Task requirements:
Continue the book description about Stephen Sheller's legal fight against the pharmaceutical industry, starting right after its last sentence.

UPDATED AND REVISED EDITION:
Throughout his distinguished legal career, Stephen Sheller has relished the role of the underdog, evincing a sharply honed sense of fair play and justice.
Early in his career, he represented Black Panthers in Philadelphia when they were arrested on trumped up murder and conspiracy charges. Later, he was in the vanguard of lawyers who took on the tobacco industry in the 1990s and he reprised that strategy a few years later in targeting Big Pharma for its harmful products and their deleterious effects on public health.
In Big Pharma, Big Greed The inside story of one lawyer's battle to stem the flood of dangerous medicines and protect public health Sheller tells a tale that is at once deeply personal but also with wide repercussions for the U.S. health care system and the hundreds of millions of Americans whose lives literally depend on it.
Decades of litigating against the pharmaceutical industry taught Sheller one irreducible lesson: In too many instances, unneeded and at times dangerous drugs are foisted on the public without adequate warning as to risks, all in the service of boosting industry profits. All too often, achieving block buster status for a patent protected medication becomes an end in itself, as Big Pharma companies manipulate clinical trial data, draft scholarly articles for friendly physicians often in their pay, and market their drugs for uses that never had been approved by the federal Food and Drug Administration.

Information:
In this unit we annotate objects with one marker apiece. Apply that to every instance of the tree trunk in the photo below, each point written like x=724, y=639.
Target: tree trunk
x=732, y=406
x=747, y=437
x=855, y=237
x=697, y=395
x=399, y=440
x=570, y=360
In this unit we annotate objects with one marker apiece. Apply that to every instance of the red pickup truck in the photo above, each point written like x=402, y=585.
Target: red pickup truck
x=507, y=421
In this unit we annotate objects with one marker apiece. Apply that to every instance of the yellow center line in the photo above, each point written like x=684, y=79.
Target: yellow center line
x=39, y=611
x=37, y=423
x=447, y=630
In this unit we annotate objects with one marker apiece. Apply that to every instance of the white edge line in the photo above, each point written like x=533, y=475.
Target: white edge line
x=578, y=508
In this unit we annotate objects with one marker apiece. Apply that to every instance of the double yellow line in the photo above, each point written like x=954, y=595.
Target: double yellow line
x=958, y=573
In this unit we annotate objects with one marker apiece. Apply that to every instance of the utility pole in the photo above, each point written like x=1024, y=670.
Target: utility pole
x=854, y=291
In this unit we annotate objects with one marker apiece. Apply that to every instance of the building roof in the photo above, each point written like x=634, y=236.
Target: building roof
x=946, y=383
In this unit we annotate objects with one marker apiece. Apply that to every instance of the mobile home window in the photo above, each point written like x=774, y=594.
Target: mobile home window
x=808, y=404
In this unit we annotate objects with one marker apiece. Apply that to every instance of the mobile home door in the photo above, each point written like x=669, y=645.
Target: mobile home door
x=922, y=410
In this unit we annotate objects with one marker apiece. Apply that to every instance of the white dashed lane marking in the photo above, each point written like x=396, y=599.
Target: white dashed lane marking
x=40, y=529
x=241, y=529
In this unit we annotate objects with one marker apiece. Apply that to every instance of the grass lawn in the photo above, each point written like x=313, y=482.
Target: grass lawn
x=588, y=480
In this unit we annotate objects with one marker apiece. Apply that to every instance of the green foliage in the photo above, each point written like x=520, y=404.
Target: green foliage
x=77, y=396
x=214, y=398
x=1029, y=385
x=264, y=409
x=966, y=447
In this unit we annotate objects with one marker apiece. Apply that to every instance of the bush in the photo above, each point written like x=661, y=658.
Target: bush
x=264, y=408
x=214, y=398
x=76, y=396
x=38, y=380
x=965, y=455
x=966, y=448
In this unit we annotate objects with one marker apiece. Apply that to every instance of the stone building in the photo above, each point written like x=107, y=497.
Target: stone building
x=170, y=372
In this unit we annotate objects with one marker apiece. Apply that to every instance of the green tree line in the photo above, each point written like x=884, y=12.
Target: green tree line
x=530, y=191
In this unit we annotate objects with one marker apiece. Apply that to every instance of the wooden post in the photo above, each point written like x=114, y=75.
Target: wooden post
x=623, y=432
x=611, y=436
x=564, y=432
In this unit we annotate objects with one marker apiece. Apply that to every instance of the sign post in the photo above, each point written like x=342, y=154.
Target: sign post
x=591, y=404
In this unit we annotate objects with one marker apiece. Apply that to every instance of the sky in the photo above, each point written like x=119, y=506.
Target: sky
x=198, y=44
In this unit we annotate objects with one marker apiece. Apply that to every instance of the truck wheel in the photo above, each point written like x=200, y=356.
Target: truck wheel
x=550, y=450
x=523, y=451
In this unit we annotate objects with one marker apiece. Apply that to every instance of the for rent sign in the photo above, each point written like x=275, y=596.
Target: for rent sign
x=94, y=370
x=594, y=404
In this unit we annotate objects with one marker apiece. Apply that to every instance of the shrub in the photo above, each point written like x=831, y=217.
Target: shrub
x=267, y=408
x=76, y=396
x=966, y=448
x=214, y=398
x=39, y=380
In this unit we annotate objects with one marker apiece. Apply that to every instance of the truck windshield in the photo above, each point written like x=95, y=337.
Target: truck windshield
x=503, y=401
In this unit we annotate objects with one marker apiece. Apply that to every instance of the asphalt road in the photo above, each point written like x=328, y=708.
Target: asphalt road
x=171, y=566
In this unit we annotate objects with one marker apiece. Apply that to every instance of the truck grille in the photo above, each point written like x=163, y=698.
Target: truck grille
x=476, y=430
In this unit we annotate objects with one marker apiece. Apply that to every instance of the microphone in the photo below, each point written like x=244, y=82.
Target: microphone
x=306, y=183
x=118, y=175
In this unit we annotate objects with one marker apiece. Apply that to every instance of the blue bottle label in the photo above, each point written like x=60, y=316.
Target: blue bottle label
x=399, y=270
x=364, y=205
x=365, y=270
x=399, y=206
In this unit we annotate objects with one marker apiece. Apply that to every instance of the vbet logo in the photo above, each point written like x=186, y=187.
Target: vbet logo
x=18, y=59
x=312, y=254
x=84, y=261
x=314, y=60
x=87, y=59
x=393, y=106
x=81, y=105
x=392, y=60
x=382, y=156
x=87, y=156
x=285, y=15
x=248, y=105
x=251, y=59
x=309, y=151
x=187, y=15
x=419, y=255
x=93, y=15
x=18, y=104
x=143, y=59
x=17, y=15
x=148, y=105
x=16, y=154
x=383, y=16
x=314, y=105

Reply:
This last practice proved to be something of an Achilles Heel for the industry. In litigation that resulted in settlement and fines in the billions, companies such as Eli Lilly acknowledged marketing drugs off label to a broad range of patients for whom the medications had never been approved. Sheller's litigation formed the basis for these settlements and the effort is ongoing. He and other plaintiffs' lawyers now are suing Janssen Pharmaceuticals for the adverse impacts of its drug, Risperdal, a second generation anti-psychotic that Sheller and others allege is linked to the growth of female breast tissue in young boys and men. Already there have been several big jury verdicts against Janssen with hundreds of more cases yet to be tried.
In the book, Sheller not only recounts his major litigation battles but also makes sweeping proposals for industry reform. To restore regulatory credibility, Sheller proposes that responsibility for testing new medicines be taken away from the industry and given over to hospitals and other public entities partnering with government regulators. Pharmaceutical companies that betray the public trust would risk government- initiated dissolution. Harsh medicine to be sure, but Sheller believes entirely appropriate to the underlying malady.